◆ FRAGMENT DOKUMENTU:
'''

Serie C
Ten manifest użytkownika danielfati przeczytało już 875 czytelników!
Łącznie swój komentarz zostawiło 0 z nich.
Po trzech meczach w lidze przyszedł czas na spotkanie w kolejnej rundzie Copa Italia. Tym razem moim przeciwnikiem był zespół grający w Serie C Pergocrema. Początek spotkania był dla nas bardzo udany już w 19 minucie po strzale samobójczym Alexa Guerci objęliśmy prowadzenie 1:0. Taki wynikiem zakończyła się również pierwsza połowa spotkania. Druga połowa była wyrównana , jednak w 65 minucie wyrównał zespół Pergocrema po pięknym strzale zza pola karnego Andrea Quaresminiego. Regulaminowy czas spotkania zakończył się wynikiem 1:1. Oznaczało to , że mecz rozstrzygnie dogrywka lub karne. Pierwsza połowa dogrywki rozpoczęła się szczęśliwie dla nas. Już w 7 minucie dogrywki Felipe wyprowadził nas na prowadzenie. I tego prowadzenia nie oddaliśmy już do końca. Pergocrema – Verona 1:2.
W 11 kolejce przyjechał do nas jeden z największych rywali zespół Venezia. Mecz ten miał szczególne znaczenie dla naszych kibiców, ponieważ nie przepadali oni za zespołem gości. Dlatego ciśnienie przed tym meczem było ogromne. Michele Serena meneger Venezi próbował różnych sztuczek psychologicznych przed meczem ja jednak unikałem z nim rozmów. Naszą przewagą w tym spotkaniu było to, że gramy u siebie. Mecz zakończył się naszym zwycięstwem 1:0 a jedyna bramkę w tym spotkaniu zdobył powracający po kontuzji prawy pomocnik Iriome. To zwycięstw umocniło nas na pierwszym miejscu w lidze.
Po 10 dniach znowu przyszło nam zmierzyć się na wyjeździe z zespołem Pergocrema. Tym razem było to spotkanie ligowe. Po meczu w pucharze wiedziałem na co stać gospodarzy i że nie będzie łatwo. Tym razem jednak się pomyliłem. Spotkanie zakończyło się naszym zwycięstwem 3:0 a hattrickiem popisał się Stefano Garzon,(dwie bramki z karnych) który nie grał w trzech ostatnich meczach ligowych przez czerwoną kartkę jaką ujrzał w spotkaniu z zespołem Lumezzane .

'''

◆ KRÓTKIE ZADANIE 1: Kto według tekstu o meczach piłkarskich strzelił jedynego gola w spotkaniu z Venezią?
◆ KRÓTKIE ZADANIE 2: Policz wiersze listingu, w których występuje ciąg "Target", biorąc pod uwagę wielkość liter, i podaj wyłącznie tę liczbę.
Tekst i listing pochodzą z różnych, niezwiązanych ze sobą źródeł.

Obrysy oznaczonych obszarów
'''

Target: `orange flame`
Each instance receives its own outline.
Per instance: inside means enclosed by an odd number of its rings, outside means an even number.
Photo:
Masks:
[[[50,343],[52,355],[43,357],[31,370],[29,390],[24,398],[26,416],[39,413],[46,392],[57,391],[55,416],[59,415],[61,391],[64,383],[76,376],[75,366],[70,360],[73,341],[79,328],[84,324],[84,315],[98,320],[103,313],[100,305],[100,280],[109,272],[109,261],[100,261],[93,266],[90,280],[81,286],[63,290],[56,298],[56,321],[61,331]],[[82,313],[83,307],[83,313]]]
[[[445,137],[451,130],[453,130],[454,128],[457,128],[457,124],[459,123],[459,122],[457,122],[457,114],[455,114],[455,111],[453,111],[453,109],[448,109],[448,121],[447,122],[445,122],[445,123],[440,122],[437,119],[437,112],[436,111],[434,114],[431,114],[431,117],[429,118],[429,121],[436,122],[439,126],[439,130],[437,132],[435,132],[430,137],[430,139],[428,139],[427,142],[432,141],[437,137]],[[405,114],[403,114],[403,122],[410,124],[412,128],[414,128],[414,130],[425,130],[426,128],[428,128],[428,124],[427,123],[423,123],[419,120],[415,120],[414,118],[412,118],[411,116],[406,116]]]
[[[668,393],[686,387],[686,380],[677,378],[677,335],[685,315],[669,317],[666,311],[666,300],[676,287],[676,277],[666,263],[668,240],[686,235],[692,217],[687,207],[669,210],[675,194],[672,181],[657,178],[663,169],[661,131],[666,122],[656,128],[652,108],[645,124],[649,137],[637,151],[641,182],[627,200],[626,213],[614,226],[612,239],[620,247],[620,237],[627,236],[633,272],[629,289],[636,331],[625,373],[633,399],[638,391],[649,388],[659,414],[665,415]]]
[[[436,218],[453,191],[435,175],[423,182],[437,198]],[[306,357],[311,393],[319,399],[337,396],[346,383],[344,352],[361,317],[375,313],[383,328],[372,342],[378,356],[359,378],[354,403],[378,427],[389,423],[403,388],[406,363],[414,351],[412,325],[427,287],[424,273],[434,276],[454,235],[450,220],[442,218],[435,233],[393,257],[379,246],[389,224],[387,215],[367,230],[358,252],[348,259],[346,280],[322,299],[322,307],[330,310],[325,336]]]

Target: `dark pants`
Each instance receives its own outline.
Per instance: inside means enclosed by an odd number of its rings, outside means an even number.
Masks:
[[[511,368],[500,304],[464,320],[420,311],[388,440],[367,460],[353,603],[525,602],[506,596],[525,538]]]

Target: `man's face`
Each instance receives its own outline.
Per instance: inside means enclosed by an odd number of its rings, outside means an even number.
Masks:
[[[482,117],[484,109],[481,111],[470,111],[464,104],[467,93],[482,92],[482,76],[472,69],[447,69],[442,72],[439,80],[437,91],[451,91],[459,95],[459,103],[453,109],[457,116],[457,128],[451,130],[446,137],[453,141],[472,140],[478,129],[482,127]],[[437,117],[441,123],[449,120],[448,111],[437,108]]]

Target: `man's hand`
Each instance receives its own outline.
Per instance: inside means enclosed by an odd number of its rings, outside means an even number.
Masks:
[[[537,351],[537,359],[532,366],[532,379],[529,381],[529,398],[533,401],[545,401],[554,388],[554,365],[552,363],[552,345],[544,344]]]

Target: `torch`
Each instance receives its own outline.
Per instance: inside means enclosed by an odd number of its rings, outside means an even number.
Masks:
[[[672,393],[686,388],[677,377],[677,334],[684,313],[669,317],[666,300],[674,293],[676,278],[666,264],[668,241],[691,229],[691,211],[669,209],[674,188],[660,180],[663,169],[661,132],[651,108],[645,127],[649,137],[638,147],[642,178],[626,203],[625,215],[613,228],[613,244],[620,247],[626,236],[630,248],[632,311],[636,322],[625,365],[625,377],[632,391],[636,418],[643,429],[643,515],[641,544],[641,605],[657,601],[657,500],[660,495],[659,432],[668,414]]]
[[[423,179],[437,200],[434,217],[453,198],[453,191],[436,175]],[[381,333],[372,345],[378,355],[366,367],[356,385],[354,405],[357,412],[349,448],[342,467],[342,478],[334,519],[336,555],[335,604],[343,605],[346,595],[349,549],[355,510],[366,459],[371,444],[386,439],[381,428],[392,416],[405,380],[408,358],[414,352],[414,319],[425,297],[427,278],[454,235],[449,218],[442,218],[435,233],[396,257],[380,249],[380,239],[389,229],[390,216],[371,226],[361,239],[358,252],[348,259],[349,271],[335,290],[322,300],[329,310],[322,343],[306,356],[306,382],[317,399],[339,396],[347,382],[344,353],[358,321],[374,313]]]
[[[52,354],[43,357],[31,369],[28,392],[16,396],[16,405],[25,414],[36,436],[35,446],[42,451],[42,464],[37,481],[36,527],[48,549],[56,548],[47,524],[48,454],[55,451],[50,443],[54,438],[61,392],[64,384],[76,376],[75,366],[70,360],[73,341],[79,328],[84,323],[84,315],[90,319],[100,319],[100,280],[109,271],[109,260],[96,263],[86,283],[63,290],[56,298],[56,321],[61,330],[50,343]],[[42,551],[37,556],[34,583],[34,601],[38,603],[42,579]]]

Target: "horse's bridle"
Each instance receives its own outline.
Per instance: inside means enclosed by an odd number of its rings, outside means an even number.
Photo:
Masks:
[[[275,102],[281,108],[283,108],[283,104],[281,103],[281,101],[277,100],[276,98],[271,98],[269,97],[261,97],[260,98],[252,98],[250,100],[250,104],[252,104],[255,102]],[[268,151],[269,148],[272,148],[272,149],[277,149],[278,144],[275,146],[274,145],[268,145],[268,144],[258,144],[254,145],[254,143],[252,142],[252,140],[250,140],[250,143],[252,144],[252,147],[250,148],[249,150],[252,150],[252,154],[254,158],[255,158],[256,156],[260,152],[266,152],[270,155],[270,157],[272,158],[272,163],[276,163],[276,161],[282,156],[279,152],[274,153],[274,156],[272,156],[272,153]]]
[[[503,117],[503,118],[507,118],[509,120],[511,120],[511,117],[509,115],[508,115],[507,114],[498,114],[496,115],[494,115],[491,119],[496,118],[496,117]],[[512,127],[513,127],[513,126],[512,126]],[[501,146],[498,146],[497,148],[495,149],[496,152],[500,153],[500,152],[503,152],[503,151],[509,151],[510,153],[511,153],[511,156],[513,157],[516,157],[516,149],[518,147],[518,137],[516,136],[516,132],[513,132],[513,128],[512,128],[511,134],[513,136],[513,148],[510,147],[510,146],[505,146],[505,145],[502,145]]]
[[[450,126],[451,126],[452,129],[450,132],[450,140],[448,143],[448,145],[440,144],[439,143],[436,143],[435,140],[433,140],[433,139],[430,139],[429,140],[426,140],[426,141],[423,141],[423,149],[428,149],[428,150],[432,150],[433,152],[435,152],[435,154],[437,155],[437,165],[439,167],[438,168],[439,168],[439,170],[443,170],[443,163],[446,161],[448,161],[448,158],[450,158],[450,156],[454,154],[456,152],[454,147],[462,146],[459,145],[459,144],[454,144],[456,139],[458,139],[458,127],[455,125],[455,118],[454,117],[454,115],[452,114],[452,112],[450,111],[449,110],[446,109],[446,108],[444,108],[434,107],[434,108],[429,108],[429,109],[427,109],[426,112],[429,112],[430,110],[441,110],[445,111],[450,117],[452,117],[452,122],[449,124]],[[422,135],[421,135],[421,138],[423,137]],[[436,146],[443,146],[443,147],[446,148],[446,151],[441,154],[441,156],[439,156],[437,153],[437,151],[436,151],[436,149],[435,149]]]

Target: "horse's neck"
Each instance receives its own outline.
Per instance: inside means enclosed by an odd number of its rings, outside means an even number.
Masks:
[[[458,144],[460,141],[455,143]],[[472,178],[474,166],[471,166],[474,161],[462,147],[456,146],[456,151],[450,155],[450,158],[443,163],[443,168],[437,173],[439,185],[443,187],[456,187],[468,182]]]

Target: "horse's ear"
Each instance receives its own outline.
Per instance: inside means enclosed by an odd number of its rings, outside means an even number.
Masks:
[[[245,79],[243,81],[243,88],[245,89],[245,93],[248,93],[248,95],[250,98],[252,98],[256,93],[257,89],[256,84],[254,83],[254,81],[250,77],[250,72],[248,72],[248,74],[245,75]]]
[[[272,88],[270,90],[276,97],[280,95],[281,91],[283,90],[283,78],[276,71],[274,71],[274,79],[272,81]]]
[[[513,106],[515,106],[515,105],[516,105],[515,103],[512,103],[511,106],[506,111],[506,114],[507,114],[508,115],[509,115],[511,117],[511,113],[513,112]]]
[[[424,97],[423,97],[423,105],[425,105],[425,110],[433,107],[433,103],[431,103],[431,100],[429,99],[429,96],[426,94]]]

'''

◆ ROZWIĄZANIE PISEMNE 1: Gola strzelił Iriome, prawy pomocnik powracający po kontuzji.

◆ ROZWIĄZANIE PISEMNE 2: 8